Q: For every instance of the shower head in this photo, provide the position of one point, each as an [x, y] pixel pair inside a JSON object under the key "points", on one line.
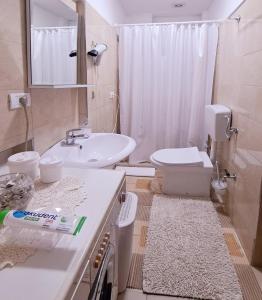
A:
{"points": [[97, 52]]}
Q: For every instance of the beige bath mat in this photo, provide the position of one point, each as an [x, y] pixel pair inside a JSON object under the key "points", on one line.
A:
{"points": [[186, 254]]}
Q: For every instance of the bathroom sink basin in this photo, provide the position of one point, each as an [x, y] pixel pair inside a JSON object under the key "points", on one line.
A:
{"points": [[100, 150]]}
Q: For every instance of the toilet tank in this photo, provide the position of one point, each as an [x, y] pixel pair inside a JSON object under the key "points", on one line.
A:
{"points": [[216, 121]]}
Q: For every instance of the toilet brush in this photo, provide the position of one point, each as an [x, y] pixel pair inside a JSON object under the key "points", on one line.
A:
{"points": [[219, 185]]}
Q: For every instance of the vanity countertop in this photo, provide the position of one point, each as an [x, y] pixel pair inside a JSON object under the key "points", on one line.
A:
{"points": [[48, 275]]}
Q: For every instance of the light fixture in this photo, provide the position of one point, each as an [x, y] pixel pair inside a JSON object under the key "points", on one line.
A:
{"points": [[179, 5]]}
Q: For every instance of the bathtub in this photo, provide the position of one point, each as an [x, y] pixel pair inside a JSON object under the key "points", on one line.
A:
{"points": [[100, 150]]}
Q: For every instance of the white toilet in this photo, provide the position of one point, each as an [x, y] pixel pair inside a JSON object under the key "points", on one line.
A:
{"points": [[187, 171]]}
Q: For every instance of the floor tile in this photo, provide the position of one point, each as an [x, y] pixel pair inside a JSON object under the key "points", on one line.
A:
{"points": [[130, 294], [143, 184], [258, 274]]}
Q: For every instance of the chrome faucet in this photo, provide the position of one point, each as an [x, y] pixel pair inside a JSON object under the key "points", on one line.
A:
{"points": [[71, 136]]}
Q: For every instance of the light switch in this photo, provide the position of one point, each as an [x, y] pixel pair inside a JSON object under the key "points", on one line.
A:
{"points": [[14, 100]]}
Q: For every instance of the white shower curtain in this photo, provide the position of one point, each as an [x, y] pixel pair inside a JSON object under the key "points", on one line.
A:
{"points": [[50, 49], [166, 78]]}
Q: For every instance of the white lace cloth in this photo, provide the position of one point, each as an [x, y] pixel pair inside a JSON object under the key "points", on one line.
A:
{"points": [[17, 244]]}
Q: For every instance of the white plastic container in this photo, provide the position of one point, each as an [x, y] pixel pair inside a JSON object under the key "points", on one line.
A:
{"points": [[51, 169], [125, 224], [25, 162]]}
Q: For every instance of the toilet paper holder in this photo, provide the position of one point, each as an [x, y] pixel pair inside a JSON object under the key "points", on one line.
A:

Exercise requirements. Report each line in the preceding entries that holds the string "light".

Answer space.
Q: For every instance of the light fixture in this photo, provide the position of one point, each as an [x, y] pixel pair inside a JSON object under the key "points", on one line.
Q: For every instance of the light switch in this photo, provide the position of one point, each as an [x, y] pixel pair inside a JSON object under the key "points", on one line.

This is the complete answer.